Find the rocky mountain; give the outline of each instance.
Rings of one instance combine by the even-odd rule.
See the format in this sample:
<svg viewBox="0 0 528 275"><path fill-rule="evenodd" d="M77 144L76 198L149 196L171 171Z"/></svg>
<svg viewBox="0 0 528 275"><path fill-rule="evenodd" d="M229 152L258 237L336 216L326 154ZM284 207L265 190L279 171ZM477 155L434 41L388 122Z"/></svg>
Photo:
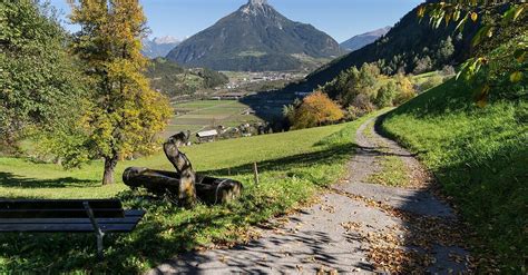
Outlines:
<svg viewBox="0 0 528 275"><path fill-rule="evenodd" d="M265 0L250 0L182 42L167 59L215 70L276 71L300 69L307 60L341 53L329 35L287 19Z"/></svg>
<svg viewBox="0 0 528 275"><path fill-rule="evenodd" d="M141 53L150 59L165 57L180 42L182 41L174 37L156 37L154 39L144 39Z"/></svg>
<svg viewBox="0 0 528 275"><path fill-rule="evenodd" d="M342 49L348 50L348 51L359 50L365 47L366 45L373 43L380 37L387 35L389 30L391 30L391 27L385 27L378 30L369 31L363 35L355 36L342 42L340 46Z"/></svg>

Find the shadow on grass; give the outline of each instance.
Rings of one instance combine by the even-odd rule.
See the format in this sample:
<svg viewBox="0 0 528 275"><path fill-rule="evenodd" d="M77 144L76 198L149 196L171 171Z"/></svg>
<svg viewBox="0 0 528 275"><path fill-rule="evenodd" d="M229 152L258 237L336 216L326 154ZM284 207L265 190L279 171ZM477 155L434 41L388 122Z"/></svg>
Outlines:
<svg viewBox="0 0 528 275"><path fill-rule="evenodd" d="M12 188L65 188L65 187L96 187L98 180L79 179L74 177L36 179L26 178L12 173L0 171L0 187ZM1 195L0 195L1 196Z"/></svg>
<svg viewBox="0 0 528 275"><path fill-rule="evenodd" d="M126 208L143 208L147 214L135 232L109 234L105 238L107 249L102 262L96 261L96 242L91 234L0 234L0 273L81 271L135 274L178 253L195 249L209 239L221 243L237 240L243 236L246 226L257 225L283 214L299 200L306 199L303 197L305 193L302 191L305 187L323 184L315 177L310 178L307 169L311 166L331 165L348 159L355 148L352 144L324 147L321 151L260 163L261 171L281 171L285 178L300 173L307 179L296 180L296 185L290 183L284 187L284 193L289 194L274 193L276 197L267 197L265 189L274 188L273 185L281 184L278 181L271 183L272 187L248 185L243 197L236 203L215 207L198 206L193 210L185 210L163 199L143 196L145 194L140 191L121 193L118 198L124 202ZM251 167L252 164L242 165L232 168L231 173L251 175ZM227 176L227 169L209 170L205 174ZM10 177L13 176L4 175L2 183L11 181ZM57 180L58 185L60 181Z"/></svg>

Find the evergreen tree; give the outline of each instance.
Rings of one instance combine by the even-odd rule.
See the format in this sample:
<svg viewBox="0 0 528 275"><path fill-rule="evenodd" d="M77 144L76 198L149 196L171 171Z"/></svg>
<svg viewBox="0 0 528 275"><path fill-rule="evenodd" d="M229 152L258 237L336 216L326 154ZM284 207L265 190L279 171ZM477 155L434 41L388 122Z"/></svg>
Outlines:
<svg viewBox="0 0 528 275"><path fill-rule="evenodd" d="M80 105L85 90L67 42L65 30L36 1L0 2L0 151L13 151L36 131L67 134L79 119L82 108L71 102Z"/></svg>
<svg viewBox="0 0 528 275"><path fill-rule="evenodd" d="M102 184L113 184L119 159L156 149L155 137L165 128L170 107L143 75L146 19L138 0L70 0L70 4L71 21L81 26L72 49L86 62L95 91L86 126L105 160Z"/></svg>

━━━

JOB -
Lay out the items as a two-column CSV with the columns text and answer, one row per item. Start at the line that has "Find the evergreen" and stop after the line that has "105L85 90L67 42L65". Put each field in quotes and turn line breaks into spaces.

THE COMPLETED TASK -
text,answer
"Find the evergreen tree; give the outline of each instance. Rings of one instance combine by the even-odd rule. See the format in this sample: <svg viewBox=""0 0 528 275""><path fill-rule=""evenodd"" d=""M77 144L76 198L149 196L171 171Z""/></svg> <svg viewBox=""0 0 528 275""><path fill-rule=""evenodd"" d=""M229 152L258 237L336 216L326 154ZM284 207L265 190L279 171ZM477 155L434 41L388 122Z""/></svg> Outlines:","<svg viewBox=""0 0 528 275""><path fill-rule=""evenodd"" d=""M80 105L85 90L67 42L65 30L36 1L0 2L0 151L13 151L36 131L67 134L79 119L82 108L71 102Z""/></svg>"